- [About this exercise]:
Given the entries below, would you transcribe exactly the lines starting at the one with "Target: snowboard tail" and ending at the one with "the woman with", both kept, pictures omitted, nothing extra?
*** Begin section ***
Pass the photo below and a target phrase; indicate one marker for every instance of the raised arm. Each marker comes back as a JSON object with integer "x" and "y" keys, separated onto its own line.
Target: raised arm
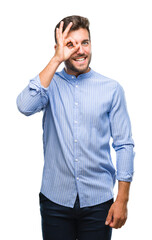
{"x": 34, "y": 97}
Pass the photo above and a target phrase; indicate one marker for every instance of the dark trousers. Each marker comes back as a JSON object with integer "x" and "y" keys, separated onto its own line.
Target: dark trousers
{"x": 64, "y": 223}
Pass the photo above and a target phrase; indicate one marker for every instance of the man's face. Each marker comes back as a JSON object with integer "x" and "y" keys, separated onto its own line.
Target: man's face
{"x": 79, "y": 61}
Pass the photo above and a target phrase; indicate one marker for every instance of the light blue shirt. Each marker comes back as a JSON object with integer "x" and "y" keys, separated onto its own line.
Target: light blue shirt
{"x": 80, "y": 116}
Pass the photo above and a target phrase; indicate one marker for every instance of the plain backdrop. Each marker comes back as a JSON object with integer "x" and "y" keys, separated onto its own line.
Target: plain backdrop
{"x": 122, "y": 50}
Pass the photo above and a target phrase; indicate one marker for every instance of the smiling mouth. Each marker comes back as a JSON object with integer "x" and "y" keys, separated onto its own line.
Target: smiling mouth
{"x": 80, "y": 59}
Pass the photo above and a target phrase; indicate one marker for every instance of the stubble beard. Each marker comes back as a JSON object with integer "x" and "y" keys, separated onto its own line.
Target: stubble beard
{"x": 72, "y": 68}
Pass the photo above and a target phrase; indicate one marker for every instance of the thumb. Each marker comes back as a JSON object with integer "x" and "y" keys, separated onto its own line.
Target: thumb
{"x": 109, "y": 217}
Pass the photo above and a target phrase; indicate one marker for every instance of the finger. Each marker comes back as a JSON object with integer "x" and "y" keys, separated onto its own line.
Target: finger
{"x": 70, "y": 40}
{"x": 109, "y": 217}
{"x": 60, "y": 29}
{"x": 66, "y": 31}
{"x": 57, "y": 35}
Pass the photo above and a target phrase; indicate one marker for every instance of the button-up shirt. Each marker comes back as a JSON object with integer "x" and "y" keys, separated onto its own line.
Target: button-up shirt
{"x": 80, "y": 115}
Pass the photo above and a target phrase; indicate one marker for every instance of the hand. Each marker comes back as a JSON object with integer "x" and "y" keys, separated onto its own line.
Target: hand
{"x": 117, "y": 215}
{"x": 63, "y": 51}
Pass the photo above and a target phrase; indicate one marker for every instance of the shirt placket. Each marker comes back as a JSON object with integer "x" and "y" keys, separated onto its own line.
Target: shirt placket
{"x": 76, "y": 125}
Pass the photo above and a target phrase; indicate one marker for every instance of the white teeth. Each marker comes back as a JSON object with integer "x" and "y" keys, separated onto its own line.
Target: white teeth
{"x": 80, "y": 59}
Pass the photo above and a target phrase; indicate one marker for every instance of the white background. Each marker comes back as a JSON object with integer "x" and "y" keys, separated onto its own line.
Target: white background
{"x": 122, "y": 50}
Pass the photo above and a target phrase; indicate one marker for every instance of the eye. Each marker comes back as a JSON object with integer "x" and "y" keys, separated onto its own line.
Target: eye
{"x": 70, "y": 44}
{"x": 85, "y": 43}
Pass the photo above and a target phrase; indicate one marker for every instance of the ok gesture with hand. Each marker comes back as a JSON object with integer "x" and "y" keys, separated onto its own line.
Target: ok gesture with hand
{"x": 65, "y": 46}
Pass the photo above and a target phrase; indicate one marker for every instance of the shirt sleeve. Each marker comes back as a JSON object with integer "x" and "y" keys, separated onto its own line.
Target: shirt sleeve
{"x": 122, "y": 136}
{"x": 33, "y": 98}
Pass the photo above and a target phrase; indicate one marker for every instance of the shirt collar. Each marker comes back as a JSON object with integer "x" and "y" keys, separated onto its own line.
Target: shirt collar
{"x": 74, "y": 78}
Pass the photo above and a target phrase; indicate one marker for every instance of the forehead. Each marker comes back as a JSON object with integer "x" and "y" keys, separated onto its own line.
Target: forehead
{"x": 79, "y": 35}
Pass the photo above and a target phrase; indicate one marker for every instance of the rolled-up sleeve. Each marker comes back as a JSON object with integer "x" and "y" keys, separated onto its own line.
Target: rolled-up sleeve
{"x": 122, "y": 136}
{"x": 33, "y": 98}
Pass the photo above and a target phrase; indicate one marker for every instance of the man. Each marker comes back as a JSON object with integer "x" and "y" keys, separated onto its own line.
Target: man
{"x": 82, "y": 110}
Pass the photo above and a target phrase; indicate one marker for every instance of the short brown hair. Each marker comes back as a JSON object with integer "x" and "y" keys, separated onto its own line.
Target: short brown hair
{"x": 78, "y": 22}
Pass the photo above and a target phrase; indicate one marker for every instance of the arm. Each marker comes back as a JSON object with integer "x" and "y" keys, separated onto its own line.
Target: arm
{"x": 35, "y": 96}
{"x": 123, "y": 145}
{"x": 117, "y": 215}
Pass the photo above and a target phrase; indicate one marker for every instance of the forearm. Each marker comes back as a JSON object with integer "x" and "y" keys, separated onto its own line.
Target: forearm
{"x": 123, "y": 191}
{"x": 48, "y": 72}
{"x": 33, "y": 98}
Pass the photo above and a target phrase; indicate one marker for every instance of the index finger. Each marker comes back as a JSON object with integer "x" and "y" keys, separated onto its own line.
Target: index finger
{"x": 66, "y": 31}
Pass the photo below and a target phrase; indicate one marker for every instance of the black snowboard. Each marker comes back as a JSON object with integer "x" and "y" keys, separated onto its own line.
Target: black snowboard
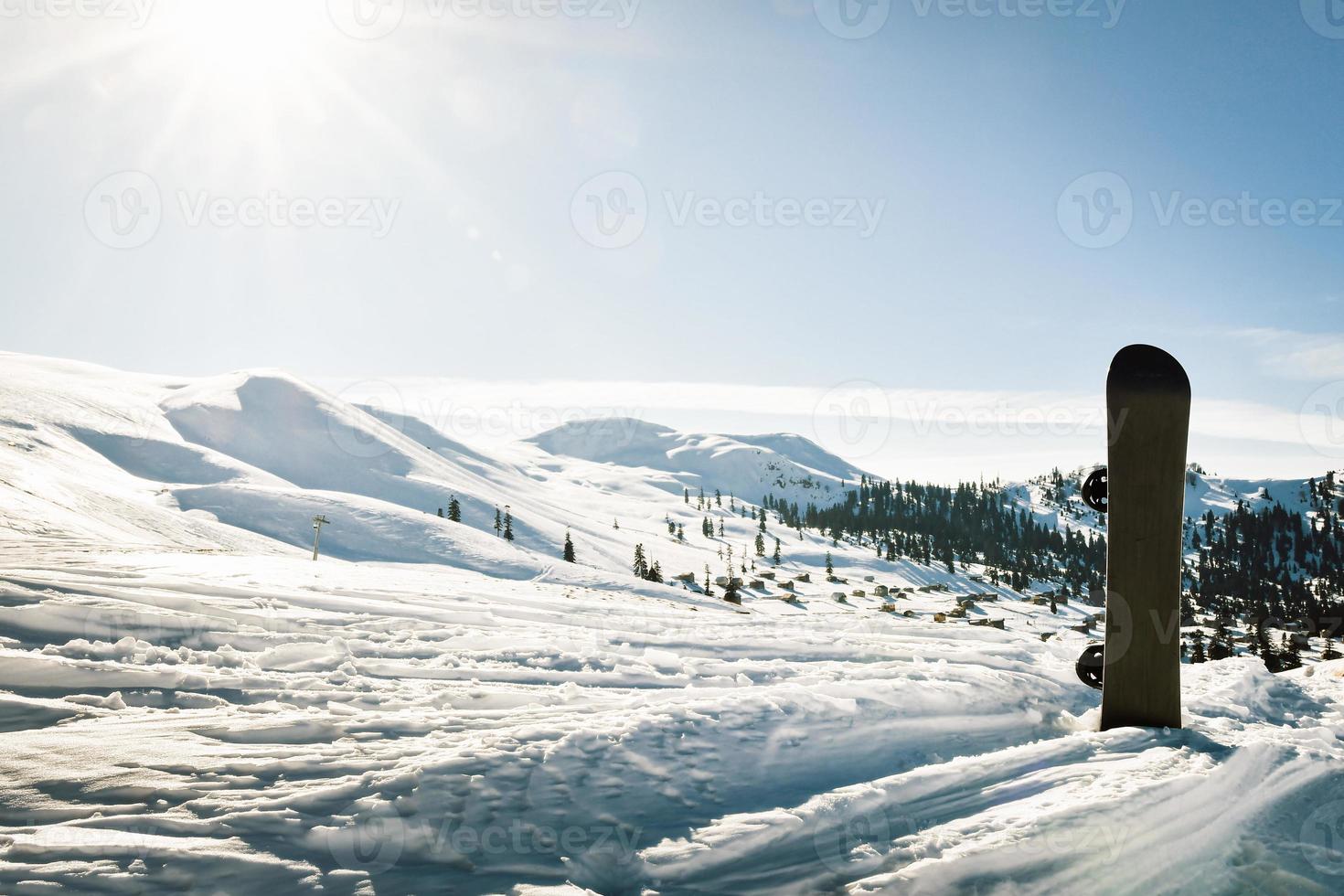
{"x": 1148, "y": 423}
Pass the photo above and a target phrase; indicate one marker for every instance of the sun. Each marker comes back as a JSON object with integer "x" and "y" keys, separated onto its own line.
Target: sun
{"x": 240, "y": 42}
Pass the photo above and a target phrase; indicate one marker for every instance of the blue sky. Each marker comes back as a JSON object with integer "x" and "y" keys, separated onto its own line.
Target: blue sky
{"x": 460, "y": 154}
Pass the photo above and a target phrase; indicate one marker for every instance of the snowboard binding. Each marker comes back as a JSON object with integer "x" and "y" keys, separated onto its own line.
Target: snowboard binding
{"x": 1094, "y": 491}
{"x": 1090, "y": 666}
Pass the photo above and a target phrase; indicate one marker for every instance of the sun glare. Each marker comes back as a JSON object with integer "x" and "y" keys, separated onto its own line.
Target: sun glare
{"x": 243, "y": 40}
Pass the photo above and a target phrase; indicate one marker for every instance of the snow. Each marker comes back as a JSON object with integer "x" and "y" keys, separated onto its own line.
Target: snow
{"x": 190, "y": 704}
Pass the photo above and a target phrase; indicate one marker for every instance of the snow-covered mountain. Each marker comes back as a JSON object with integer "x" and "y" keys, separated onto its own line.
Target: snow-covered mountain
{"x": 749, "y": 466}
{"x": 190, "y": 703}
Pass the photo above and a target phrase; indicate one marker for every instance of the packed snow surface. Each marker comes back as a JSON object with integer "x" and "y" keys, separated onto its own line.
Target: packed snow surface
{"x": 190, "y": 704}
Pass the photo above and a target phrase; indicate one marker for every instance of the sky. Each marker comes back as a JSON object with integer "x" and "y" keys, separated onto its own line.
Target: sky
{"x": 743, "y": 209}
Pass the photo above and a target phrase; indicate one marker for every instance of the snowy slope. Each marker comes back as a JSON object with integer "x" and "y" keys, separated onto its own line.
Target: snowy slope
{"x": 190, "y": 704}
{"x": 749, "y": 466}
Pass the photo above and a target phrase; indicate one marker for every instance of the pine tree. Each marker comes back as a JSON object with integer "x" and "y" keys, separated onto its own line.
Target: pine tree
{"x": 1267, "y": 655}
{"x": 1221, "y": 646}
{"x": 1289, "y": 655}
{"x": 1198, "y": 640}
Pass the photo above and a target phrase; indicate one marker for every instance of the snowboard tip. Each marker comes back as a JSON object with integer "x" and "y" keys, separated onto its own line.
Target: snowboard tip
{"x": 1148, "y": 367}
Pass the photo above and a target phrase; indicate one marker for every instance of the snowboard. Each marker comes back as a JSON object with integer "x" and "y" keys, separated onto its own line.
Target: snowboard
{"x": 1147, "y": 429}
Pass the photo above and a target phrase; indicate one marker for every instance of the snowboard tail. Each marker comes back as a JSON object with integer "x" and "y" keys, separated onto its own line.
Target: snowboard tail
{"x": 1148, "y": 426}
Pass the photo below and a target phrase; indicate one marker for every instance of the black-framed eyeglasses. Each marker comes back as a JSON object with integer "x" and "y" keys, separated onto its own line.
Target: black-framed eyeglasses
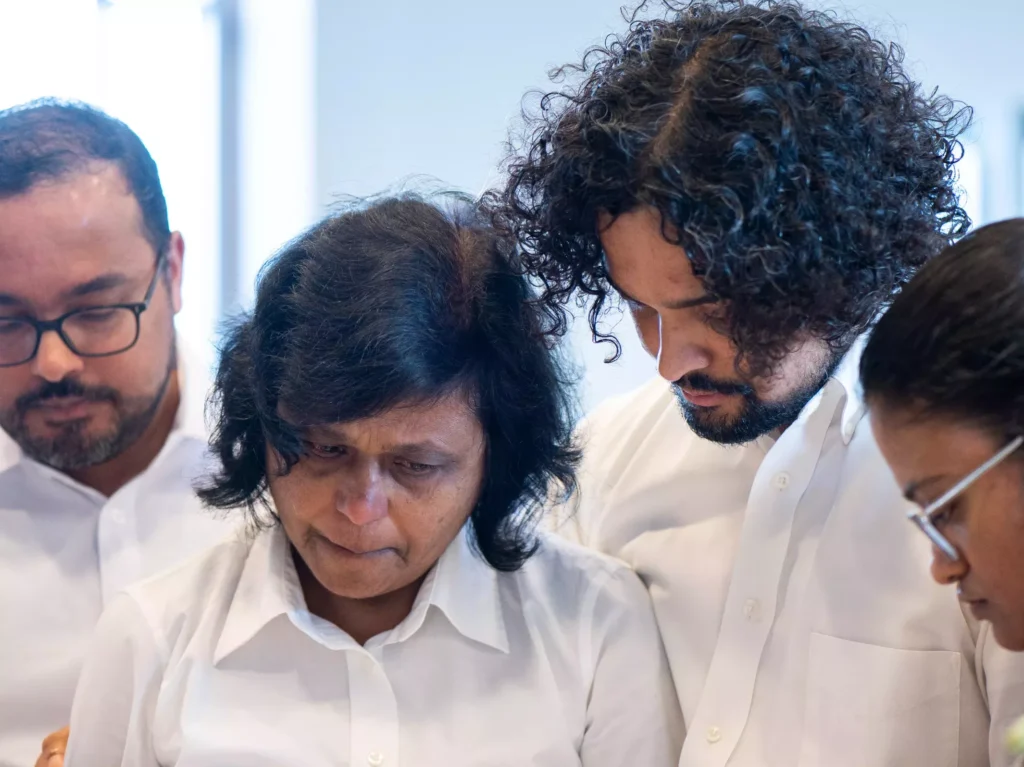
{"x": 89, "y": 332}
{"x": 925, "y": 518}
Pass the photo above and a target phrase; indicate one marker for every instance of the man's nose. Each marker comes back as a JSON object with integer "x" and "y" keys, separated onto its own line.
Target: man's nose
{"x": 53, "y": 360}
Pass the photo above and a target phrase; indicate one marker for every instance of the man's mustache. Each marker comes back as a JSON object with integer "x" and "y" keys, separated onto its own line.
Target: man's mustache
{"x": 68, "y": 387}
{"x": 702, "y": 383}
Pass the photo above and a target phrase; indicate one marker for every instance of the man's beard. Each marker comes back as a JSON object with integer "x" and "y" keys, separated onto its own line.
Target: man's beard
{"x": 756, "y": 417}
{"x": 72, "y": 448}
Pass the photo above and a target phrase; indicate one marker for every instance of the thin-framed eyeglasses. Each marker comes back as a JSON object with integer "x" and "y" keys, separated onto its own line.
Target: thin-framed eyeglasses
{"x": 88, "y": 332}
{"x": 925, "y": 518}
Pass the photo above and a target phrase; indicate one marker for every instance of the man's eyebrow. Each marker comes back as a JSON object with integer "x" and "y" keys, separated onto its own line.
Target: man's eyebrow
{"x": 910, "y": 493}
{"x": 96, "y": 285}
{"x": 682, "y": 303}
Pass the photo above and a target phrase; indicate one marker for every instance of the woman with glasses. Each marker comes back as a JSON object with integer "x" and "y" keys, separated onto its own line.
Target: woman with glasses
{"x": 943, "y": 374}
{"x": 391, "y": 419}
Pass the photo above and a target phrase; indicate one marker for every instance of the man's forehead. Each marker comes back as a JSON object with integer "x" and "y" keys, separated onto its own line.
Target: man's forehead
{"x": 62, "y": 235}
{"x": 645, "y": 266}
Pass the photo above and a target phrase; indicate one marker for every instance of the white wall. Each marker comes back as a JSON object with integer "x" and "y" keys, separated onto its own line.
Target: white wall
{"x": 411, "y": 87}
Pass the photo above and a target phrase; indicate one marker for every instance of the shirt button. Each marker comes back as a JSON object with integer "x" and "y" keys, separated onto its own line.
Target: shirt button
{"x": 752, "y": 610}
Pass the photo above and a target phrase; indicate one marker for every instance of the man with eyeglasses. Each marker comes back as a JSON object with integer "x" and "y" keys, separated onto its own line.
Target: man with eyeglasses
{"x": 101, "y": 431}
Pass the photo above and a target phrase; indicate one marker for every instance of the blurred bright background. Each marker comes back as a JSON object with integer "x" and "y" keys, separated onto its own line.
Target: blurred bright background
{"x": 260, "y": 113}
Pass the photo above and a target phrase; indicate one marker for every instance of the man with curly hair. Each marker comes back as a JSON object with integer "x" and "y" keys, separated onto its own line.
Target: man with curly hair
{"x": 756, "y": 181}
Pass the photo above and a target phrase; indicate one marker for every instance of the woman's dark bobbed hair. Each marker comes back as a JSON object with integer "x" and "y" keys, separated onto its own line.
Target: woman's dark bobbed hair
{"x": 401, "y": 300}
{"x": 952, "y": 342}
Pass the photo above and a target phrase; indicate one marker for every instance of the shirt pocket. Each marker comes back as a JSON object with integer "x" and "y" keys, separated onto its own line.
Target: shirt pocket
{"x": 877, "y": 707}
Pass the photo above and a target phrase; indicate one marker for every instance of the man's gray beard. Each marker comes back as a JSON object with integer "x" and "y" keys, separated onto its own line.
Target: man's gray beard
{"x": 72, "y": 450}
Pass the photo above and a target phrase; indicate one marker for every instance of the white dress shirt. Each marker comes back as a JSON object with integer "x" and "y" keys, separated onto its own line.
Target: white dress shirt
{"x": 66, "y": 550}
{"x": 221, "y": 664}
{"x": 795, "y": 601}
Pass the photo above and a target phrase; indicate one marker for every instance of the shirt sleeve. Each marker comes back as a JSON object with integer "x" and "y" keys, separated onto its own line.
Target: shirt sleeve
{"x": 633, "y": 714}
{"x": 112, "y": 714}
{"x": 1003, "y": 675}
*** End section ***
- [Expected answer]:
Target: snowboard tail
{"x": 1148, "y": 426}
Pass the photo below and a target phrase; indicate one marker for every instance of the black-framed eyeglasses. Each marker comes back as a JSON object with integer "x" and "y" keys, separated onto its own line.
Target: black-framed eyeglasses
{"x": 89, "y": 332}
{"x": 925, "y": 518}
Pass the photo above and a target phrase; indicate one marker for every instance of the man's nose. Each marker comes back as a JSON object with integer "x" and "y" keys, separated onto its own line.
Target: man's nose
{"x": 53, "y": 360}
Pass the photo above and a target phrase; indicate one marker for every instance of the man's mustache. Each marker comes back as a JSON object with integer "x" and "y" keys, separated onto its own line.
Target: man's mustache
{"x": 68, "y": 387}
{"x": 702, "y": 383}
Pass the photo above and a target phrase; indicate one marker for every instance of the man's beard. Each marker comes back as a JSON object with integer "x" and "y" keys, separated onto its own line.
Target: man's beard
{"x": 756, "y": 417}
{"x": 72, "y": 448}
Pass the photo above and a target phrase; indicate one marker for every instance of the thin-framed eyeglasses. Each marker comes back as a JSON object with integer "x" and "y" keys, separated onto its own line.
Target: thin-framed eyeglasses
{"x": 88, "y": 332}
{"x": 925, "y": 518}
Pass the photo above and a target phrase; indicate one marker for every instance of the man's eyebrow. Each marker comes back as a JSON object with integer "x" and "y" keys, separated onto its own line.
Target: man's eyebrow
{"x": 910, "y": 493}
{"x": 96, "y": 285}
{"x": 682, "y": 303}
Pass the photo above and a target phrase; indicate one marker for every instance of the woman with glasses. Each marker comes back as a JSON object with integer "x" and "y" keys, separated onto its own line.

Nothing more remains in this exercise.